Copy the passage about rural Kentucky word for word, starting at the words "This isn't the" and stopping after "it was done.".

■ PAGE EXCERPT ■
....................

This isn't the country we grew up in, for the most part. Especially not the urban areas. I tended to crow a little bit about this little patch of rural Kentucky that I recently moved into,..because for me,...it was rediscovering America. I had been away from it for a long, long time. I had forgotten how good it is and I couldn't help reveling in being a part of it again.

But even this won't last. The suburbs are working their way out here. I won't live to see it. But the people who occupy this area will be pushed out in about 20 years.

I don't know where it's going to go.

I'd like to think that people will wise up and rise up. But Russia got beaten down in the same way that America is today,..and they didn't see it until it was done.

....................

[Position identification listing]
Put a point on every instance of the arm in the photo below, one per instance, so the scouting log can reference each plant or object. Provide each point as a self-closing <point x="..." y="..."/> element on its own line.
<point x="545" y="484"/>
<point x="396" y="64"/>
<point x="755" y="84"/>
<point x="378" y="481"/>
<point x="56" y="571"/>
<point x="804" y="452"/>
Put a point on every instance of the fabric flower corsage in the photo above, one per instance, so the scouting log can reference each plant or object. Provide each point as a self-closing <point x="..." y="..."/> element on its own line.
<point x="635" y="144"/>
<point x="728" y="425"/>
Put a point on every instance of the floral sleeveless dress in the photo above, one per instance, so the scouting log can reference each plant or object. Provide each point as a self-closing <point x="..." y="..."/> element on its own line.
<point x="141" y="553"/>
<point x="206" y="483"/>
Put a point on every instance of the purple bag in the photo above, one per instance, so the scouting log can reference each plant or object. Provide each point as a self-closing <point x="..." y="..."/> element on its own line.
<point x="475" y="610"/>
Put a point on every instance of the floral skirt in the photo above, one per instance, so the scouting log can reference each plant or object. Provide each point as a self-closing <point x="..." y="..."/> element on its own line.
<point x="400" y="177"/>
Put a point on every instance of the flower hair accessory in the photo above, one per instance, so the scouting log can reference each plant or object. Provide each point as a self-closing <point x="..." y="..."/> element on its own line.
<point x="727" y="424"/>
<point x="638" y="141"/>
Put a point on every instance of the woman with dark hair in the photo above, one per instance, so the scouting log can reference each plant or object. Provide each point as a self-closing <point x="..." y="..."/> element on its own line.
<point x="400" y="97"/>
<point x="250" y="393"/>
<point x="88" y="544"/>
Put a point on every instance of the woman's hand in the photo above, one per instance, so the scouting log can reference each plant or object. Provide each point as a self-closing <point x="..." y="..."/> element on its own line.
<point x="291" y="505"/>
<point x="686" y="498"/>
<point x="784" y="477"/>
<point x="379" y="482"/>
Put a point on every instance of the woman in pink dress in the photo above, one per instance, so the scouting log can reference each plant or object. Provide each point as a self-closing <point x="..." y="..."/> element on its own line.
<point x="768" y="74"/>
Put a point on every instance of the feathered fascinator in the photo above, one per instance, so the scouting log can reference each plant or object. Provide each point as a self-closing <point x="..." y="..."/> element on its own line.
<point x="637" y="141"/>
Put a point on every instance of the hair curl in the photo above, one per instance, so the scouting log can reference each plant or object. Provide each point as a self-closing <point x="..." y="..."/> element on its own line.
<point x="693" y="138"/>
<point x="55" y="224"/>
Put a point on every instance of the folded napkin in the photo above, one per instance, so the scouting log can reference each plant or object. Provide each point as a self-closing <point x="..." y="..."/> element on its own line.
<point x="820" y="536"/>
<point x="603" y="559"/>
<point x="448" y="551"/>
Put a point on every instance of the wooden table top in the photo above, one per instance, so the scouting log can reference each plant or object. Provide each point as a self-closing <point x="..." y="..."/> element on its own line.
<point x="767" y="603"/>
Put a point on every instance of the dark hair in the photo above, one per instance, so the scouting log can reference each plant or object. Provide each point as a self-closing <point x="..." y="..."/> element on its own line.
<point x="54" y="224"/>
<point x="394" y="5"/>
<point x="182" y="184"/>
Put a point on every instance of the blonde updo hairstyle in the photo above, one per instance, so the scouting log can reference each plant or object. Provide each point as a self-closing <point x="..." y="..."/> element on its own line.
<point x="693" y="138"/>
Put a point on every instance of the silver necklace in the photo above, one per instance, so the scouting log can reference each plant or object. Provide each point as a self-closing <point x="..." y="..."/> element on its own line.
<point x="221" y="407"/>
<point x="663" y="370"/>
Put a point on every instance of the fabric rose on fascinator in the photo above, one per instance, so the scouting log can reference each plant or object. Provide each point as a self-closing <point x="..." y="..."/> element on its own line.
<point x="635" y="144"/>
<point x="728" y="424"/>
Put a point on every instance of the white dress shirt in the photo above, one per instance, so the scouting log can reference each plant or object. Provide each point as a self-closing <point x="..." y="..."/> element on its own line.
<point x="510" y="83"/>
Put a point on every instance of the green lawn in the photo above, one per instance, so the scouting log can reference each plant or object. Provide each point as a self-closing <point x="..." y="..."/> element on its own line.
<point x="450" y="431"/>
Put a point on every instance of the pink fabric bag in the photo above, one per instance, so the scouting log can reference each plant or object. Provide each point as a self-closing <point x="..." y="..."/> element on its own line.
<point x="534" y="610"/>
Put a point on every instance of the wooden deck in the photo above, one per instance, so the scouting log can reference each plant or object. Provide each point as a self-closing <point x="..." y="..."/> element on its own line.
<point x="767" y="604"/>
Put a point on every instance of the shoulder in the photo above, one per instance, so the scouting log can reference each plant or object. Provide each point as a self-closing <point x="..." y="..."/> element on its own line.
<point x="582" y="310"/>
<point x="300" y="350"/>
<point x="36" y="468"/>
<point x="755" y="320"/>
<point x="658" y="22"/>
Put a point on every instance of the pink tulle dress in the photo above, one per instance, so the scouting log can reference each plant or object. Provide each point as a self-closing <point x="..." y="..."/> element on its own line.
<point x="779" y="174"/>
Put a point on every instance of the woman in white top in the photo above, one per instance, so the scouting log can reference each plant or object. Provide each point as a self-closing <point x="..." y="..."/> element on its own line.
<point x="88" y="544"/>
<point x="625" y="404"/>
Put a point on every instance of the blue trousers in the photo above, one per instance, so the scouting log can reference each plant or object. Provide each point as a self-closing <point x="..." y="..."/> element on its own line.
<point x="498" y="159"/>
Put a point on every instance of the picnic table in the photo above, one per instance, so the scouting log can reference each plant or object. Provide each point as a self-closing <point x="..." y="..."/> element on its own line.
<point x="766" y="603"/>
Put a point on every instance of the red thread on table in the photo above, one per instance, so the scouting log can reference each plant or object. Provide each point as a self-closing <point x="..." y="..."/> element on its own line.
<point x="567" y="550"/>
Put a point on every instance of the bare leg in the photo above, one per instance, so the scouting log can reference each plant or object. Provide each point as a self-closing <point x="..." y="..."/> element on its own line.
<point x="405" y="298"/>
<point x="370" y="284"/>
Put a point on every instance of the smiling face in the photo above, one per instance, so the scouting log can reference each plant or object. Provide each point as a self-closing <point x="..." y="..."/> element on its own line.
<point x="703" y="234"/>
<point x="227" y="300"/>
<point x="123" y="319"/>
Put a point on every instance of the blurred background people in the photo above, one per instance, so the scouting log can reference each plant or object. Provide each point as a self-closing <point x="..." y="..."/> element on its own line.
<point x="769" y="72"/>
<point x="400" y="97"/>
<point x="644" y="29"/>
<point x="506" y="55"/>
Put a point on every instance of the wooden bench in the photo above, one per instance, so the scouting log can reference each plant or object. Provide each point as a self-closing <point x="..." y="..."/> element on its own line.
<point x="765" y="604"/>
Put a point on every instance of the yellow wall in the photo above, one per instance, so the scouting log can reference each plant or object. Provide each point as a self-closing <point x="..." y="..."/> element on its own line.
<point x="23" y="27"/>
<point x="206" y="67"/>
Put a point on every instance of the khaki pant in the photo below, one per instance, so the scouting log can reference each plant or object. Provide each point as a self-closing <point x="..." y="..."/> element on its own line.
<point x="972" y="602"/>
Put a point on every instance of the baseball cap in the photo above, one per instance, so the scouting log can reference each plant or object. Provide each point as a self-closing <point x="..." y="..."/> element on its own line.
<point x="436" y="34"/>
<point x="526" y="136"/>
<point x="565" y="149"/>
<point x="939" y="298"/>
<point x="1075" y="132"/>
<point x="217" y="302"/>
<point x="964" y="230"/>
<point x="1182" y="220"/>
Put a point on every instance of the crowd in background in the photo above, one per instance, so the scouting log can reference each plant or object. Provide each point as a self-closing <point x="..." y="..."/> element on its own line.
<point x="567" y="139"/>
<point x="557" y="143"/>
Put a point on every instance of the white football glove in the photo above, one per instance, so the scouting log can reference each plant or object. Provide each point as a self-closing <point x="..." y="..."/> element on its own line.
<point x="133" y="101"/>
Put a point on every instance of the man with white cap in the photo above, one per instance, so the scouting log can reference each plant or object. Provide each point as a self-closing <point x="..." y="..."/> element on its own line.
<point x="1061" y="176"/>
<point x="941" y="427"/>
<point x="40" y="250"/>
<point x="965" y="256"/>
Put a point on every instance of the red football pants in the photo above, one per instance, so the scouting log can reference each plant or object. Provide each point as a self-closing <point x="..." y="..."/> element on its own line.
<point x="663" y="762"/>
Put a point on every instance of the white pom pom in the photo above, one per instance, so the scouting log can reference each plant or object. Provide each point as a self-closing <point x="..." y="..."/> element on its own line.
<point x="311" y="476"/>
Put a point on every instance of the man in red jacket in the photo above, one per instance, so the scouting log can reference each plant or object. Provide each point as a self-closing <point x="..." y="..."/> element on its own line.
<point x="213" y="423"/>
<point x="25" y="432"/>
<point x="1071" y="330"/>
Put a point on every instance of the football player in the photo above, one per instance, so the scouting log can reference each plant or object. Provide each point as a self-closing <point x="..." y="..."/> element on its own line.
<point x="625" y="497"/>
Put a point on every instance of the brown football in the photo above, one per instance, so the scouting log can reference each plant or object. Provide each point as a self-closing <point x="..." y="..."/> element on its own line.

....................

■ SOLUTION FOR THIS PROBLEM ■
This isn't the country we grew up in, for the most part. Especially not the urban areas. I tended to crow a little bit about this little patch of rural Kentucky that I recently moved into,..because for me,...it was rediscovering America. I had been away from it for a long, long time. I had forgotten how good it is and I couldn't help reveling in being a part of it again.

But even this won't last. The suburbs are working their way out here. I won't live to see it. But the people who occupy this area will be pushed out in about 20 years.

I don't know where it's going to go.

I'd like to think that people will wise up and rise up. But Russia got beaten down in the same way that America is today,..and they didn't see it until it was done.